• [ÉNONCÉ A] Imprime à l'identique les lignes du listing, en commençant à son début et en terminant à la ligne contenant « 531 310 L 538 », les deux bornes incluses. Laisse les images de côté dans ta réponse.

• [BLOC DE TEXTE]

+---+

Alain Souchon. Mélancolique et farfelu
Pour une fois, ce n'est pas en voilier mais sur scène qu'Alain Souchon vient faire escale en Bretagne. Samedi à Morlaix et dimanche à Vannes, le chanteur laissera les foules sentimentales sous le charme.
Après cinq années de silence, Alain Souchon a publié son onzième album en septembre dernier. Son titre, « La Vie Théodore », rend hommage à l'inlassable chercheur-voyageur Théodore Monod, décédé en 2000 à l'âge de 98 ans.

+---+

• [ÉNONCÉ B] Donne mot pour mot le passage de l'article sur Alain Souchon, en commençant à « Alain Souchon. Mélancolique » et en terminant à « sous le charme. ».

• [SUPPORT D'EXERCICE]

+---+

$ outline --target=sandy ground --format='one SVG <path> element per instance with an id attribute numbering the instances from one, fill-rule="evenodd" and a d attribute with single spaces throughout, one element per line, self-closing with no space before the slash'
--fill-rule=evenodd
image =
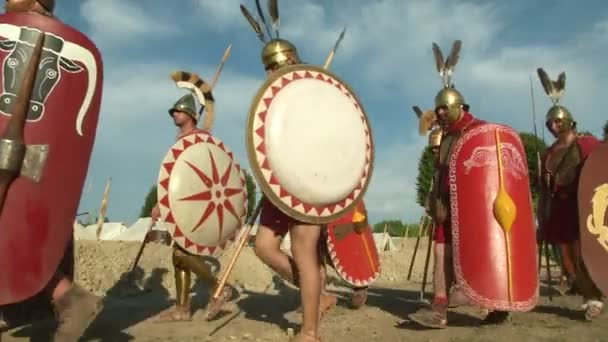
<path id="1" fill-rule="evenodd" d="M 426 239 L 424 239 L 426 240 Z M 384 252 L 383 273 L 372 286 L 367 305 L 349 307 L 349 289 L 331 272 L 329 289 L 339 296 L 338 306 L 321 325 L 323 341 L 608 341 L 608 314 L 593 323 L 581 320 L 579 297 L 562 297 L 553 291 L 547 298 L 541 287 L 539 305 L 528 313 L 512 315 L 501 326 L 480 326 L 482 313 L 474 308 L 450 313 L 445 330 L 421 330 L 414 325 L 397 328 L 395 324 L 420 307 L 420 287 L 426 241 L 421 241 L 410 281 L 407 270 L 415 239 L 399 251 Z M 135 272 L 137 286 L 127 282 L 126 274 L 137 253 L 138 243 L 77 242 L 77 280 L 89 290 L 105 296 L 105 307 L 90 326 L 86 341 L 287 341 L 298 329 L 298 292 L 276 278 L 261 264 L 250 248 L 245 248 L 230 277 L 239 295 L 219 319 L 206 322 L 204 308 L 208 289 L 195 283 L 192 295 L 193 321 L 154 324 L 146 321 L 168 307 L 174 284 L 169 247 L 148 245 Z M 222 265 L 232 255 L 227 250 Z M 432 262 L 431 262 L 432 265 Z M 554 271 L 557 274 L 557 270 Z M 426 298 L 430 297 L 430 285 Z M 6 333 L 2 341 L 48 341 L 53 320 L 35 322 Z"/>

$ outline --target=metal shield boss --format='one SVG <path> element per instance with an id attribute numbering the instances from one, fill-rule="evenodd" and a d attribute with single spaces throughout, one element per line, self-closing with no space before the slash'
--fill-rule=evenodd
<path id="1" fill-rule="evenodd" d="M 531 310 L 538 300 L 536 236 L 517 132 L 482 124 L 464 133 L 450 155 L 449 185 L 457 282 L 478 306 Z"/>

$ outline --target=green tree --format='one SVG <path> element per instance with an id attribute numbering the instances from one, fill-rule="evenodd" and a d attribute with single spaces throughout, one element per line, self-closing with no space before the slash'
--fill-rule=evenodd
<path id="1" fill-rule="evenodd" d="M 148 191 L 146 199 L 144 200 L 144 205 L 139 212 L 139 217 L 150 217 L 152 215 L 152 208 L 154 208 L 156 202 L 158 202 L 156 190 L 157 186 L 155 184 L 150 188 L 150 191 Z"/>
<path id="2" fill-rule="evenodd" d="M 435 156 L 430 147 L 422 151 L 418 160 L 418 176 L 416 177 L 416 202 L 424 207 L 426 198 L 431 191 L 431 181 L 435 173 Z"/>
<path id="3" fill-rule="evenodd" d="M 249 221 L 249 219 L 251 218 L 251 215 L 253 215 L 253 211 L 255 210 L 256 207 L 256 200 L 255 200 L 255 190 L 256 190 L 256 186 L 255 186 L 255 181 L 253 180 L 253 177 L 251 177 L 251 174 L 249 174 L 249 172 L 245 169 L 243 169 L 243 173 L 245 174 L 245 183 L 246 183 L 246 188 L 247 188 L 247 217 L 246 217 L 246 221 Z"/>
<path id="4" fill-rule="evenodd" d="M 536 208 L 538 194 L 540 192 L 539 172 L 540 156 L 547 148 L 547 145 L 534 134 L 527 132 L 519 132 L 521 143 L 524 145 L 526 152 L 526 160 L 528 162 L 528 175 L 530 178 L 530 191 L 532 192 L 532 201 Z"/>

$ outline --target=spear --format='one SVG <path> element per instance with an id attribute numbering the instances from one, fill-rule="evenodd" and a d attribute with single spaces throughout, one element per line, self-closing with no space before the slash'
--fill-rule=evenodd
<path id="1" fill-rule="evenodd" d="M 228 58 L 230 58 L 231 51 L 232 51 L 232 43 L 230 43 L 230 45 L 228 45 L 228 47 L 226 48 L 226 51 L 224 51 L 224 56 L 222 56 L 222 61 L 220 62 L 220 65 L 217 67 L 217 70 L 215 71 L 215 75 L 213 75 L 213 81 L 211 81 L 211 89 L 213 89 L 215 87 L 215 84 L 217 83 L 217 80 L 220 77 L 220 74 L 222 73 L 222 69 L 224 69 L 224 64 L 226 64 L 226 61 L 228 60 Z"/>
<path id="2" fill-rule="evenodd" d="M 97 240 L 101 236 L 101 227 L 103 226 L 103 221 L 106 217 L 106 211 L 108 210 L 108 196 L 110 196 L 110 184 L 112 183 L 112 177 L 108 178 L 106 182 L 106 188 L 103 191 L 103 198 L 101 199 L 101 206 L 99 208 L 99 218 L 97 219 Z"/>
<path id="3" fill-rule="evenodd" d="M 340 36 L 338 36 L 338 40 L 336 40 L 336 43 L 334 44 L 334 48 L 329 52 L 329 55 L 327 56 L 327 59 L 325 60 L 325 65 L 323 66 L 324 69 L 329 69 L 329 65 L 331 64 L 331 61 L 334 59 L 336 51 L 338 50 L 338 46 L 340 46 L 342 39 L 344 39 L 345 33 L 346 33 L 346 27 L 344 27 L 342 29 Z"/>

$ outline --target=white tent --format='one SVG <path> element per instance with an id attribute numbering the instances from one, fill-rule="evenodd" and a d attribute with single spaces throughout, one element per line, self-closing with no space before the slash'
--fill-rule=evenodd
<path id="1" fill-rule="evenodd" d="M 129 228 L 125 229 L 120 235 L 118 235 L 113 240 L 118 241 L 143 241 L 144 237 L 148 233 L 148 228 L 150 228 L 150 223 L 152 222 L 152 218 L 143 217 L 135 221 Z M 154 227 L 154 230 L 167 230 L 165 225 L 162 222 L 157 222 Z"/>
<path id="2" fill-rule="evenodd" d="M 388 233 L 374 233 L 374 242 L 378 251 L 396 251 L 397 247 L 393 243 L 393 239 Z"/>
<path id="3" fill-rule="evenodd" d="M 100 240 L 115 240 L 127 227 L 122 222 L 106 222 L 101 226 Z M 97 224 L 86 227 L 74 223 L 75 240 L 97 240 Z"/>

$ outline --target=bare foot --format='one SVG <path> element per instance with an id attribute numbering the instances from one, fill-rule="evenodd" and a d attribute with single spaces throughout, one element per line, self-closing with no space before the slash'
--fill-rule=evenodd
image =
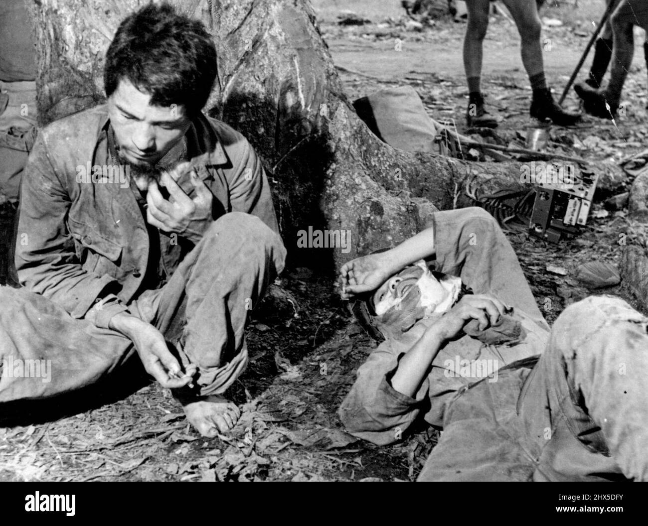
<path id="1" fill-rule="evenodd" d="M 235 404 L 218 394 L 181 400 L 180 403 L 189 423 L 209 438 L 231 429 L 240 416 Z"/>

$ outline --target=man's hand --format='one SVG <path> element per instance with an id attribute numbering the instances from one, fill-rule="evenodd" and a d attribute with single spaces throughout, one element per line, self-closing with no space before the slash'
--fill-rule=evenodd
<path id="1" fill-rule="evenodd" d="M 478 320 L 479 329 L 483 330 L 497 323 L 506 311 L 504 304 L 490 294 L 466 295 L 428 330 L 442 339 L 450 339 L 459 334 L 470 320 Z"/>
<path id="2" fill-rule="evenodd" d="M 337 284 L 343 299 L 375 290 L 395 272 L 389 251 L 362 256 L 345 263 Z"/>
<path id="3" fill-rule="evenodd" d="M 163 387 L 176 389 L 191 383 L 196 366 L 190 364 L 183 373 L 178 361 L 167 347 L 164 336 L 153 325 L 130 314 L 120 313 L 111 319 L 110 328 L 133 342 L 144 369 Z"/>
<path id="4" fill-rule="evenodd" d="M 197 243 L 211 224 L 214 196 L 193 170 L 189 172 L 189 177 L 196 189 L 196 195 L 192 199 L 183 191 L 174 176 L 178 179 L 187 167 L 187 163 L 183 163 L 170 174 L 162 172 L 160 185 L 168 190 L 168 201 L 162 196 L 156 182 L 149 183 L 146 221 L 160 230 L 179 234 Z"/>

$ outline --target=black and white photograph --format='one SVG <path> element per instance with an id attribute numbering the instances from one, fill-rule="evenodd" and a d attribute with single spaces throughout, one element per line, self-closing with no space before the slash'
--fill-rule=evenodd
<path id="1" fill-rule="evenodd" d="M 548 481 L 613 520 L 581 483 L 648 481 L 647 316 L 646 0 L 0 2 L 21 514 Z"/>

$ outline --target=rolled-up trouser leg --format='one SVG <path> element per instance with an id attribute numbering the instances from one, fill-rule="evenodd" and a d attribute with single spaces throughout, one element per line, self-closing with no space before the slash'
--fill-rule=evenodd
<path id="1" fill-rule="evenodd" d="M 132 304 L 132 312 L 136 307 L 167 339 L 180 336 L 182 353 L 198 368 L 196 394 L 224 392 L 245 368 L 248 314 L 283 269 L 285 257 L 279 236 L 259 218 L 226 214 L 167 284 Z"/>
<path id="2" fill-rule="evenodd" d="M 437 269 L 476 294 L 491 293 L 548 330 L 513 247 L 495 219 L 476 207 L 434 214 Z"/>
<path id="3" fill-rule="evenodd" d="M 132 343 L 118 332 L 73 318 L 63 307 L 24 288 L 0 287 L 0 403 L 86 387 L 134 352 Z"/>

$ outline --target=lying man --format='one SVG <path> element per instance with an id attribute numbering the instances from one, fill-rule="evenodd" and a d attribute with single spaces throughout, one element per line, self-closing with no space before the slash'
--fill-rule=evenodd
<path id="1" fill-rule="evenodd" d="M 443 274 L 411 266 L 431 257 Z M 418 418 L 443 429 L 419 481 L 648 479 L 648 319 L 625 302 L 588 297 L 550 332 L 510 244 L 474 208 L 437 212 L 341 275 L 386 341 L 339 415 L 378 444 Z"/>
<path id="2" fill-rule="evenodd" d="M 542 25 L 536 0 L 503 0 L 503 3 L 517 26 L 522 40 L 522 63 L 533 90 L 529 115 L 541 121 L 551 120 L 558 126 L 575 124 L 580 120 L 580 115 L 562 109 L 547 87 L 540 42 Z M 463 67 L 469 92 L 466 120 L 470 127 L 496 128 L 497 120 L 486 110 L 481 89 L 481 58 L 491 0 L 466 0 L 466 9 L 468 24 L 463 41 Z"/>
<path id="3" fill-rule="evenodd" d="M 202 435 L 235 423 L 221 393 L 285 249 L 259 158 L 201 111 L 216 73 L 203 25 L 148 5 L 108 50 L 107 104 L 40 132 L 21 188 L 23 288 L 0 289 L 0 402 L 70 393 L 137 353 Z M 34 361 L 51 382 L 25 374 Z"/>
<path id="4" fill-rule="evenodd" d="M 583 99 L 583 109 L 590 115 L 608 119 L 616 117 L 621 104 L 623 84 L 625 84 L 634 54 L 633 29 L 636 25 L 648 31 L 648 3 L 645 0 L 621 0 L 610 19 L 613 40 L 612 65 L 607 87 L 601 88 L 598 85 L 592 86 L 591 82 L 574 86 L 576 93 Z M 601 50 L 599 45 L 601 46 Z M 605 54 L 605 51 L 602 51 L 605 45 L 597 42 L 594 62 L 596 64 L 600 61 L 599 71 L 602 69 L 603 74 L 605 73 L 603 66 L 605 64 L 607 67 L 607 63 L 604 55 L 601 58 L 598 58 L 597 56 L 601 53 Z M 645 45 L 644 49 L 648 51 Z M 601 74 L 600 78 L 595 79 L 599 84 L 603 74 Z M 590 74 L 592 76 L 594 75 Z"/>

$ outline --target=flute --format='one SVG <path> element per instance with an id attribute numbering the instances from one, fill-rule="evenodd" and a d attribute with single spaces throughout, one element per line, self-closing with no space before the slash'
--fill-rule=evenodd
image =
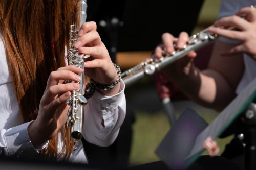
<path id="1" fill-rule="evenodd" d="M 256 5 L 252 5 L 251 7 L 255 8 L 255 6 Z M 242 15 L 240 17 L 243 19 L 246 18 L 245 15 Z M 231 27 L 225 29 L 234 30 L 236 28 Z M 157 59 L 153 55 L 146 61 L 122 72 L 121 78 L 125 86 L 128 87 L 142 78 L 152 75 L 178 59 L 185 56 L 190 51 L 196 51 L 203 47 L 212 42 L 218 37 L 219 36 L 216 34 L 212 34 L 209 33 L 208 28 L 206 28 L 190 36 L 186 45 L 184 46 L 183 49 L 178 50 L 175 48 L 175 45 L 174 45 L 175 51 L 172 54 L 163 56 L 160 59 Z"/>
<path id="2" fill-rule="evenodd" d="M 79 53 L 74 47 L 74 42 L 78 38 L 78 33 L 82 25 L 86 21 L 86 1 L 77 0 L 75 25 L 70 26 L 70 39 L 69 41 L 68 60 L 69 65 L 75 65 L 83 69 L 83 59 L 90 57 L 89 55 Z M 83 72 L 79 76 L 81 78 L 78 82 L 79 89 L 73 90 L 67 103 L 70 107 L 68 112 L 67 125 L 71 127 L 71 136 L 75 139 L 81 139 L 82 137 L 83 106 L 87 104 L 87 99 L 83 96 Z"/>
<path id="3" fill-rule="evenodd" d="M 175 50 L 170 55 L 157 59 L 153 56 L 146 61 L 121 74 L 121 78 L 125 86 L 128 87 L 142 78 L 149 77 L 162 69 L 177 60 L 183 57 L 192 50 L 197 50 L 209 44 L 217 37 L 217 35 L 212 35 L 206 28 L 193 35 L 188 38 L 187 45 L 182 50 Z"/>

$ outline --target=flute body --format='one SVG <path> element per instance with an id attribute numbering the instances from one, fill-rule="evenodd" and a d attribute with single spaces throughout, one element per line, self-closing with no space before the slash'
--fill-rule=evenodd
<path id="1" fill-rule="evenodd" d="M 87 8 L 86 1 L 77 0 L 76 8 L 75 24 L 70 26 L 68 57 L 69 65 L 75 65 L 83 69 L 83 59 L 89 57 L 90 55 L 78 53 L 77 49 L 74 46 L 74 42 L 78 38 L 78 32 L 80 28 L 86 21 Z M 67 125 L 71 127 L 71 136 L 76 140 L 82 137 L 83 106 L 87 103 L 87 99 L 83 95 L 83 72 L 79 76 L 81 78 L 78 82 L 79 88 L 72 92 L 71 95 L 67 102 L 70 107 L 68 112 Z"/>
<path id="2" fill-rule="evenodd" d="M 177 60 L 186 56 L 192 50 L 201 48 L 214 41 L 218 36 L 211 35 L 205 29 L 189 37 L 187 45 L 182 50 L 175 50 L 170 55 L 157 59 L 154 56 L 122 73 L 121 78 L 128 87 L 140 80 L 152 75 Z"/>

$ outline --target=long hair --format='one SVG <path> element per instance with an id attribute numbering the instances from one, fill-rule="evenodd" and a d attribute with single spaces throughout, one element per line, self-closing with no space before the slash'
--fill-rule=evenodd
<path id="1" fill-rule="evenodd" d="M 74 20 L 75 0 L 0 1 L 0 31 L 20 114 L 35 119 L 50 72 L 65 65 L 65 47 Z M 58 135 L 41 151 L 47 158 L 67 160 L 73 143 L 67 127 L 60 131 L 63 147 L 58 154 Z"/>

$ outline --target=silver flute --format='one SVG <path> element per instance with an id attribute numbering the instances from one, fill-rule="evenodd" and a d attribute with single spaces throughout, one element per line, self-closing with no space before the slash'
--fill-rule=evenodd
<path id="1" fill-rule="evenodd" d="M 75 65 L 83 69 L 83 59 L 90 57 L 89 55 L 79 53 L 74 46 L 74 42 L 78 38 L 78 33 L 82 25 L 86 21 L 86 1 L 77 0 L 75 16 L 75 23 L 70 26 L 70 39 L 68 50 L 69 65 Z M 67 103 L 70 107 L 68 112 L 67 125 L 71 127 L 71 136 L 75 139 L 82 137 L 83 106 L 87 104 L 87 99 L 83 96 L 83 72 L 79 74 L 81 78 L 78 82 L 79 88 L 73 90 Z"/>
<path id="2" fill-rule="evenodd" d="M 252 5 L 251 7 L 255 8 L 256 5 Z M 240 17 L 246 19 L 246 16 L 242 15 Z M 225 29 L 234 30 L 237 28 L 235 27 L 230 27 Z M 128 87 L 142 78 L 152 75 L 177 60 L 185 56 L 190 51 L 196 51 L 209 44 L 218 37 L 218 35 L 209 33 L 208 28 L 207 28 L 190 36 L 186 45 L 183 47 L 183 49 L 177 49 L 176 48 L 176 44 L 174 44 L 175 51 L 172 54 L 165 54 L 160 59 L 156 58 L 153 55 L 146 61 L 122 72 L 121 75 L 121 78 L 125 86 Z"/>
<path id="3" fill-rule="evenodd" d="M 209 33 L 208 28 L 206 28 L 189 37 L 186 45 L 183 49 L 178 50 L 175 47 L 175 44 L 174 44 L 175 51 L 172 54 L 165 54 L 160 59 L 156 58 L 152 55 L 146 61 L 123 72 L 121 75 L 122 79 L 125 86 L 128 87 L 186 56 L 191 50 L 196 51 L 209 44 L 217 37 L 217 35 L 212 35 Z"/>

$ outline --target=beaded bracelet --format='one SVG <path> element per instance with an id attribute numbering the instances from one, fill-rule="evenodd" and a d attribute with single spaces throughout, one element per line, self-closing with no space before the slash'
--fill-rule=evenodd
<path id="1" fill-rule="evenodd" d="M 93 79 L 91 79 L 90 83 L 86 86 L 86 92 L 83 96 L 87 99 L 93 96 L 96 89 L 104 89 L 108 90 L 113 88 L 121 80 L 121 70 L 119 65 L 114 64 L 114 66 L 117 72 L 117 79 L 114 83 L 110 85 L 104 85 L 95 82 Z"/>

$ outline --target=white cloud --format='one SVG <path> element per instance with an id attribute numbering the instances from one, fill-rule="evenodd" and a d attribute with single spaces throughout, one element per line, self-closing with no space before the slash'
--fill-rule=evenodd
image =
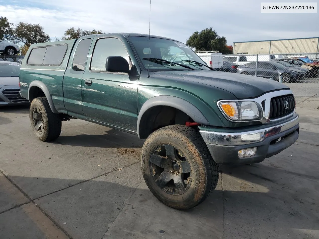
<path id="1" fill-rule="evenodd" d="M 301 1 L 300 0 L 300 1 Z M 40 24 L 53 37 L 74 27 L 106 33 L 148 33 L 149 0 L 12 0 L 0 15 L 16 24 Z M 45 2 L 45 3 L 44 3 Z M 307 17 L 306 17 L 307 16 Z M 318 14 L 261 13 L 260 2 L 247 0 L 152 0 L 151 34 L 185 42 L 197 30 L 212 27 L 234 41 L 318 36 Z"/>

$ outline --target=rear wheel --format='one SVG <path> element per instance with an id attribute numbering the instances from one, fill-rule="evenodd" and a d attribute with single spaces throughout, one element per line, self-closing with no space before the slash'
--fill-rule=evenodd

+---+

• [RÉPONSE A]
$ outline --target=sandy ground --format='one SVG <path> element per instance with an id attribute numbering the instances from one, fill-rule="evenodd" and a d attribute with single spaces throughout, one element per line, self-closing with no space before the slash'
--fill-rule=evenodd
image =
<path id="1" fill-rule="evenodd" d="M 426 239 L 424 239 L 426 240 Z M 384 252 L 383 273 L 372 286 L 367 305 L 349 307 L 349 289 L 331 272 L 329 289 L 339 296 L 338 306 L 321 325 L 323 341 L 608 341 L 608 314 L 593 323 L 581 320 L 579 297 L 562 297 L 553 291 L 547 298 L 541 287 L 539 305 L 528 313 L 512 315 L 501 326 L 480 326 L 482 313 L 474 308 L 450 313 L 445 330 L 421 330 L 414 325 L 397 328 L 395 324 L 420 307 L 420 287 L 426 241 L 421 241 L 410 281 L 407 270 L 415 239 L 399 251 Z M 135 272 L 137 286 L 127 282 L 126 274 L 137 253 L 138 243 L 77 242 L 77 280 L 89 290 L 105 296 L 105 307 L 90 326 L 86 341 L 287 341 L 298 329 L 298 292 L 276 278 L 261 264 L 250 248 L 245 248 L 230 277 L 239 295 L 219 319 L 206 322 L 204 308 L 208 289 L 195 283 L 192 295 L 193 321 L 154 324 L 146 321 L 168 307 L 174 284 L 169 247 L 148 245 Z M 222 265 L 232 255 L 227 250 Z M 432 262 L 431 262 L 432 265 Z M 554 271 L 557 274 L 557 270 Z M 426 298 L 430 297 L 430 285 Z M 6 333 L 2 341 L 48 341 L 53 320 L 35 322 Z"/>

$ outline --target=metal shield boss --format='one SVG <path> element per instance with an id attribute numbering the instances from one, fill-rule="evenodd" and a d attribute with single spaces throughout, one element per line, self-closing with no space before the slash'
--fill-rule=evenodd
<path id="1" fill-rule="evenodd" d="M 531 310 L 538 300 L 536 236 L 517 132 L 482 124 L 464 133 L 450 155 L 449 185 L 457 282 L 478 306 Z"/>

• [RÉPONSE B]
Alain Souchon. Mélancolique et farfelu
Pour une fois, ce n'est pas en voilier mais sur scène qu'Alain Souchon vient faire escale en Bretagne. Samedi à Morlaix et dimanche à Vannes, le chanteur laissera les foules sentimentales sous le charme.